Required work »
A: In the Beat Generation essay, what college did the writer attend in Southern California?
B: From the Beat Generation essay, write out the passage that begins with the words "My decade-long love" and ends after "literary matchmaking board.".

Document excerpt »
● ● ● ● ● ● ●

My decade-long love affair with the poets and writers of the Beat Generation was about to pay off. As the only woman who adored Kerouac, I would be the vixen of the literary matchmaking board.

cover Now, I’ll be the first to admit I’m a girly girl. My regular weekend activity includes clothes shopping, I feel naked without nail polish on, and my favorite color is pink. In fact, it was while reading the fashion magazine Seventeen my senior year of high school that I stumbled upon a mention of Ann Charters’s The Portable Beat Reader and quickly became obsessed with all things Beat related. After reading Jack Kerouac’s road-trip novel On the Road, it only seemed natural to pack my bags and move across the country for college. As Kerouac wrote, “I was surprised, as always, by how easy the act of leaving was, and how good it felt. The world was suddenly rich with possibility.”

cover While attending Scripps, a women’s college in Southern California, my interest in Beat literature grew as I went on a San Francisco pilgrimage to poet Lawrence Ferlinghetti’s City Lights Booksellers & Publishers, infamous for its involvement in the obscenity trial over Allen Ginsberg’s Howl. When I returned, diploma in hand, to the East Coast, I attended talks by Beat writers at the Bowery Poetry Club in New York City. I tucked Gregory Corso’s poem “Marriage,” in which he asks “Should I get married? Should I be good?” into my heart. That would be the poem I want read at my wedding, I thought. When I read On the Road, I connected to Kerouac’s alter ego, Sal Paradise, shambling after friends, being nostalgic for events even as they’re happening, seeing beauty in the mundane, and hitting the road in his eternal quest for meaning — topics I thought both men and women could relate to.

● ● ● ● ● ● ●

Provided material »
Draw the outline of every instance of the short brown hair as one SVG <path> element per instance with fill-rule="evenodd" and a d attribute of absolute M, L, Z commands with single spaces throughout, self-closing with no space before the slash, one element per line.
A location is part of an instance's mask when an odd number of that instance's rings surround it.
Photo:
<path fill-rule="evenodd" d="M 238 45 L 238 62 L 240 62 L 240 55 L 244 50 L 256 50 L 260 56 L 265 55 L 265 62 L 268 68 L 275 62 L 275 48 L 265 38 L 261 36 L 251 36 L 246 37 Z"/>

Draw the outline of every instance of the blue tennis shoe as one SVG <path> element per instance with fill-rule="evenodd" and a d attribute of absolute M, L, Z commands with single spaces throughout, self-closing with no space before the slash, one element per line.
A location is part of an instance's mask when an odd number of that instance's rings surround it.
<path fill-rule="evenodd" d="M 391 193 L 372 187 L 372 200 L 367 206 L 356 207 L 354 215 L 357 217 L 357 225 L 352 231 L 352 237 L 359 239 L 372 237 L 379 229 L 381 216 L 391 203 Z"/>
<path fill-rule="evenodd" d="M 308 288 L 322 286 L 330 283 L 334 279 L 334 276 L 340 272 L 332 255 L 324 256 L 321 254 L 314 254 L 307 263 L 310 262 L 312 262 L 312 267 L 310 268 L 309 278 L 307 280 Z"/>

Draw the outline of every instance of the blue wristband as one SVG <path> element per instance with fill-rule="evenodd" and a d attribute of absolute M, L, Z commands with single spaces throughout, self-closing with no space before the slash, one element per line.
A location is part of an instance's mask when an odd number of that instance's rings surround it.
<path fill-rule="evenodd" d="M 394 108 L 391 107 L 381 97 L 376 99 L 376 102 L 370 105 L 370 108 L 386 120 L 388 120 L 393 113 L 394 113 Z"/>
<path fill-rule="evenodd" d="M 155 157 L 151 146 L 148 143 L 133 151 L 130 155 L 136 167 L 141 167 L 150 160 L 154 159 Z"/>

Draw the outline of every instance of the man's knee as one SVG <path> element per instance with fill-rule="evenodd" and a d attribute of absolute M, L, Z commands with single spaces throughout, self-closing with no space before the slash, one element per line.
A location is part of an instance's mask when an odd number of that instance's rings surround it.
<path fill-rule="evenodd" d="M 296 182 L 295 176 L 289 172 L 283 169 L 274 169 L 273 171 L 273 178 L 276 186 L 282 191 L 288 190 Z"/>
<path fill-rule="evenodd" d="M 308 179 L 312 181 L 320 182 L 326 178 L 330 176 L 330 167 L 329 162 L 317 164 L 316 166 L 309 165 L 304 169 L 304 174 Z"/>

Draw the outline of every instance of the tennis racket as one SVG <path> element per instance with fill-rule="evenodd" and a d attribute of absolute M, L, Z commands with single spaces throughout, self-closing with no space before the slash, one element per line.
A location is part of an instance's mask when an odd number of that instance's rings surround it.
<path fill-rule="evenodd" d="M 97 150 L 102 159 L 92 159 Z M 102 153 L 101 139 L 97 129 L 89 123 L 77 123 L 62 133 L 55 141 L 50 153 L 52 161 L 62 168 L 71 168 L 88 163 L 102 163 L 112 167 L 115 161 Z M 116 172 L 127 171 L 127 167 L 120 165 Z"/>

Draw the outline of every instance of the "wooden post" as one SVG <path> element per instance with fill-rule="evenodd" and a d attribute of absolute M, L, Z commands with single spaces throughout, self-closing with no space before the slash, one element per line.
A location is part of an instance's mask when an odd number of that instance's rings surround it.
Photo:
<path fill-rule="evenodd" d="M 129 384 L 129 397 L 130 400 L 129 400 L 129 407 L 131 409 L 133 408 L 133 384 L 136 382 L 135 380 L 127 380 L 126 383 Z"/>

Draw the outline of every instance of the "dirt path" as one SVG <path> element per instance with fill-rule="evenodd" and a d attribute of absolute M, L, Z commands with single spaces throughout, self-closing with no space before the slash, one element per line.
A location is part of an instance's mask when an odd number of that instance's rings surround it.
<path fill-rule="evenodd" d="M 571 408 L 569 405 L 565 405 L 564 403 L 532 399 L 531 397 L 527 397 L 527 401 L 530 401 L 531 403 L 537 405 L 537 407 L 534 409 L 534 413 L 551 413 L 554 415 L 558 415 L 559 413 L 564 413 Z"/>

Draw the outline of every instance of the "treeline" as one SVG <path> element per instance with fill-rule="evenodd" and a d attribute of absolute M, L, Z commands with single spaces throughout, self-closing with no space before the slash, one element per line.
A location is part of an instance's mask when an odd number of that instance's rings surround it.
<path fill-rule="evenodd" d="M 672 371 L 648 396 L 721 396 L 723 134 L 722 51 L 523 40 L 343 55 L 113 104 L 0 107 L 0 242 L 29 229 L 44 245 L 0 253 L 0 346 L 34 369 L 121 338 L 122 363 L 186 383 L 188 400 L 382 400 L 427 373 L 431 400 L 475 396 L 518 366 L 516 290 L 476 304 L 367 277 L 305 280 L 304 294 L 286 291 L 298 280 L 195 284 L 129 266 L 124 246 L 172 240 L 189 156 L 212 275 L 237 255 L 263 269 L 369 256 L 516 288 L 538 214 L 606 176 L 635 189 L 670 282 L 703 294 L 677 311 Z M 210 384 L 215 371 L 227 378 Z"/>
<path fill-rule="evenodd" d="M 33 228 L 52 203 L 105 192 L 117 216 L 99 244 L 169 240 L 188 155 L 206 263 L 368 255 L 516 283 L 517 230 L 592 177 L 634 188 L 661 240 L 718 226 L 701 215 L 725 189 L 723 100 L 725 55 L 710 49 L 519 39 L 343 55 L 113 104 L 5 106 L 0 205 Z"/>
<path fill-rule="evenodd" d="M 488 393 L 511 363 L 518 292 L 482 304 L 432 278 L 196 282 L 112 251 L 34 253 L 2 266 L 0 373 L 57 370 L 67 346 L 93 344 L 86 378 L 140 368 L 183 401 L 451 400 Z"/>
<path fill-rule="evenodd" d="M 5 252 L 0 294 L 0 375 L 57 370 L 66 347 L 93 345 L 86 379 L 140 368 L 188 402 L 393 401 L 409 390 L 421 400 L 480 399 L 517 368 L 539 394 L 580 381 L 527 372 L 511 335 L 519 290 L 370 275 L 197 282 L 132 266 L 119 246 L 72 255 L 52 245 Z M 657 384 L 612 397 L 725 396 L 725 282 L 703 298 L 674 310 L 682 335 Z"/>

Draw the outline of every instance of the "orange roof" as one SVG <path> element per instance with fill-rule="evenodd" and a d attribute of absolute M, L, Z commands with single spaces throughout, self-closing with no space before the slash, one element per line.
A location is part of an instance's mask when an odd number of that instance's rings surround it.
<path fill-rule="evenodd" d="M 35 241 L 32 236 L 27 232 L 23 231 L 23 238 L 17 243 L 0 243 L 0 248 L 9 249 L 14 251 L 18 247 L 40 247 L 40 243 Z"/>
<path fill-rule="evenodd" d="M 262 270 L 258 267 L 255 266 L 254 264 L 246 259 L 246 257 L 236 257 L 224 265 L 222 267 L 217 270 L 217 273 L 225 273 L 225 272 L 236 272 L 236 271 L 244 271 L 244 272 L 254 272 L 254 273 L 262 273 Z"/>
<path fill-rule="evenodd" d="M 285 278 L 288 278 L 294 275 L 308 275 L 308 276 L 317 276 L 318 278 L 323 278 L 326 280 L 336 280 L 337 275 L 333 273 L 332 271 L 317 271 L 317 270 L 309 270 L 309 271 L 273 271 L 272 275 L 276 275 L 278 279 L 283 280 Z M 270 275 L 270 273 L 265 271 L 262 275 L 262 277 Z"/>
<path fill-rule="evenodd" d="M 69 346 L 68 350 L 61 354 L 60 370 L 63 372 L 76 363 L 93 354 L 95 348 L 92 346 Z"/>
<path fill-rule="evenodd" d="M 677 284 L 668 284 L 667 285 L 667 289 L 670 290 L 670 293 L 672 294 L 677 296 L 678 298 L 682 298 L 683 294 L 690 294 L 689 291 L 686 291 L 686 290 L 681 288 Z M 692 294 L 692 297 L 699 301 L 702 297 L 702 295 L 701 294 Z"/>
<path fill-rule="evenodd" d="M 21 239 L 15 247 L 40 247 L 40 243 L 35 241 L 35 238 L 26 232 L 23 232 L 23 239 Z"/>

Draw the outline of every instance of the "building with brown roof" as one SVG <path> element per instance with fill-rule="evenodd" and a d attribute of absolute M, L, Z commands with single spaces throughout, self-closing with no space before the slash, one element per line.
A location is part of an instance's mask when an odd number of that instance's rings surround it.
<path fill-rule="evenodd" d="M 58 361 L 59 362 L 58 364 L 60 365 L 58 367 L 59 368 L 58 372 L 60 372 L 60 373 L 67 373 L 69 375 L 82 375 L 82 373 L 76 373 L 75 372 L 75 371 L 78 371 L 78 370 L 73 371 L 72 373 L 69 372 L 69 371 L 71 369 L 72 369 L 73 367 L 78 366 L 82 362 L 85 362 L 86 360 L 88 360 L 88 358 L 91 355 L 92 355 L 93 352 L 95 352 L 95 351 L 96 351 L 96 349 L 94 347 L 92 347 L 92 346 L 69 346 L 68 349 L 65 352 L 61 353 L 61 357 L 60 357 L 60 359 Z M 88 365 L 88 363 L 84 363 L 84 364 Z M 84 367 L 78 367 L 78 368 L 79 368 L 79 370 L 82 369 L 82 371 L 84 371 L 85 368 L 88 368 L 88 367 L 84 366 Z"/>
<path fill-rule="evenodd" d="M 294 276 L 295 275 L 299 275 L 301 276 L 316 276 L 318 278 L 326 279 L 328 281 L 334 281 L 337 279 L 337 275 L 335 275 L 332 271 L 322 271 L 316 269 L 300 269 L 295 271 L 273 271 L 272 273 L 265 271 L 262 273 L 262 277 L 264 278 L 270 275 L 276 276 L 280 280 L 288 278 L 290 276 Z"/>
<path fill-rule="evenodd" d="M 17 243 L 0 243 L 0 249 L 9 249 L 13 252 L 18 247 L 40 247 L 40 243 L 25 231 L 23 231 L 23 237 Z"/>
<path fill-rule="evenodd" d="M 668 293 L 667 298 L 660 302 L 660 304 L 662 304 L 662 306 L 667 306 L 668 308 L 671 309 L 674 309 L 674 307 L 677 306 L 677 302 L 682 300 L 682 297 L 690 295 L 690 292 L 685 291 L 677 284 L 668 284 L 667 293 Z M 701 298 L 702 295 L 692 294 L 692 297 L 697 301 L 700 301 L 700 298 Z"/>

● ● ● ● ● ● ●

Outputs in order »
A: Scripps, a women's college in Southern California.

B:
My decade-long love affair with the poets and writers of the Beat Generation was about to pay off. As the only woman who adored Kerouac, I would be the vixen of the literary matchmaking board.